Brano da leggere:
————

Amadeus il "maranza" giustifica le rivolte degli immigrati
«Periferia». Una parola che di questi tempi è tornata di moda, soprattutto a sinistra, dopo le rivolte nel quartiere Corvetto di Milano per la morte del diciannovenne egiziano Ramy Elgaml.
Ma cosa è questa benedetta “periferia”? L’etimologia risale all'antico greco, perifero, «portare intorno, girare». Ecco, nella radice di questa parola c’è il “movimento” che può associarsi al concetto di scalata, di riscatto. Non per forza a quello di rivolta. Ma a quanto pare per qualcuno il sol fatto di vivere nell’orlo, nel contorno, nel bordo di un centro abitato è una giustificazione de facto della violenza, della ribellione.

————

Sezione del dataset:
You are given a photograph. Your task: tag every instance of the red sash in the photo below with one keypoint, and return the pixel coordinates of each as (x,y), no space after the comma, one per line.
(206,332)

————

Compito da svolgere:
Copia dal brano sulla periferia il passo che comincia con le parole «Ma cosa è questa» e si chiude dopo «violenza, della ribellione.».

Risposta completa:
Ma cosa è questa benedetta “periferia”? L’etimologia risale all'antico greco, perifero, «portare intorno, girare». Ecco, nella radice di questa parola c’è il “movimento” che può associarsi al concetto di scalata, di riscatto. Non per forza a quello di rivolta. Ma a quanto pare per qualcuno il sol fatto di vivere nell’orlo, nel contorno, nel bordo di un centro abitato è una giustificazione de facto della violenza, della ribellione.